▶ [RECORDED INFORMATION]
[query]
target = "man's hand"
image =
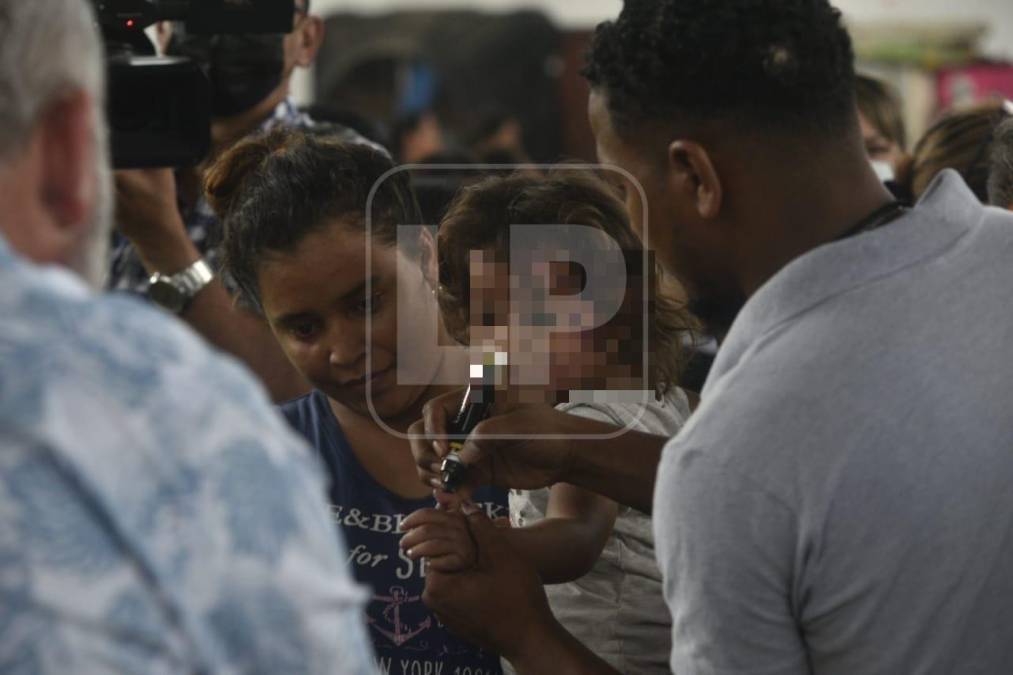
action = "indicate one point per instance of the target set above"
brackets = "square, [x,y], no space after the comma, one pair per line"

* * *

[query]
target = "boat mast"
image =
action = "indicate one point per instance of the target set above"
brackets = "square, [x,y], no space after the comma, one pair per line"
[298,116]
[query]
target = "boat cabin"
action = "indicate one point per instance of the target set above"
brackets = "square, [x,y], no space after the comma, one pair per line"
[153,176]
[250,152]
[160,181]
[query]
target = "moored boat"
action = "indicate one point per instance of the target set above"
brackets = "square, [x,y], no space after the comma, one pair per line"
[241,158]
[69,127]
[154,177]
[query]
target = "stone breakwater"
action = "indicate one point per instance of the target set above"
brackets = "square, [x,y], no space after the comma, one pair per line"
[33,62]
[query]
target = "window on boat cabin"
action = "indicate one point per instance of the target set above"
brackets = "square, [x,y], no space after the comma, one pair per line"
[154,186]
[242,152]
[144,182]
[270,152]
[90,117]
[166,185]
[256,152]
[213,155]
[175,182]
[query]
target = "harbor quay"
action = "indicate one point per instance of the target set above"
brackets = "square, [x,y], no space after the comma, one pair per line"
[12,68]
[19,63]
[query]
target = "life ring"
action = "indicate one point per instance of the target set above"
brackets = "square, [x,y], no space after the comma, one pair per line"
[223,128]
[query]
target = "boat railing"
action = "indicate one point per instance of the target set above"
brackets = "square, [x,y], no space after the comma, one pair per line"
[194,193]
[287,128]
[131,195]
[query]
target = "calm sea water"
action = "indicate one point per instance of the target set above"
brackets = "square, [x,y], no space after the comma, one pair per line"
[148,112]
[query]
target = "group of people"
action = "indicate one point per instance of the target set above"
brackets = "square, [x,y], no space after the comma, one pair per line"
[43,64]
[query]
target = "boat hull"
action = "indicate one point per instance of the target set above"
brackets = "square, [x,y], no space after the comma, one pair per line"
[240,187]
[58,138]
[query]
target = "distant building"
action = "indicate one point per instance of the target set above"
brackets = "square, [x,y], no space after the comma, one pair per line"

▶ [EXERCISE BRIEF]
Search the records for the word "cabin" and copy out every line that holds it.

▶ [WRITTEN SOLUTION]
target = "boat cabin"
target = "window on boat cabin"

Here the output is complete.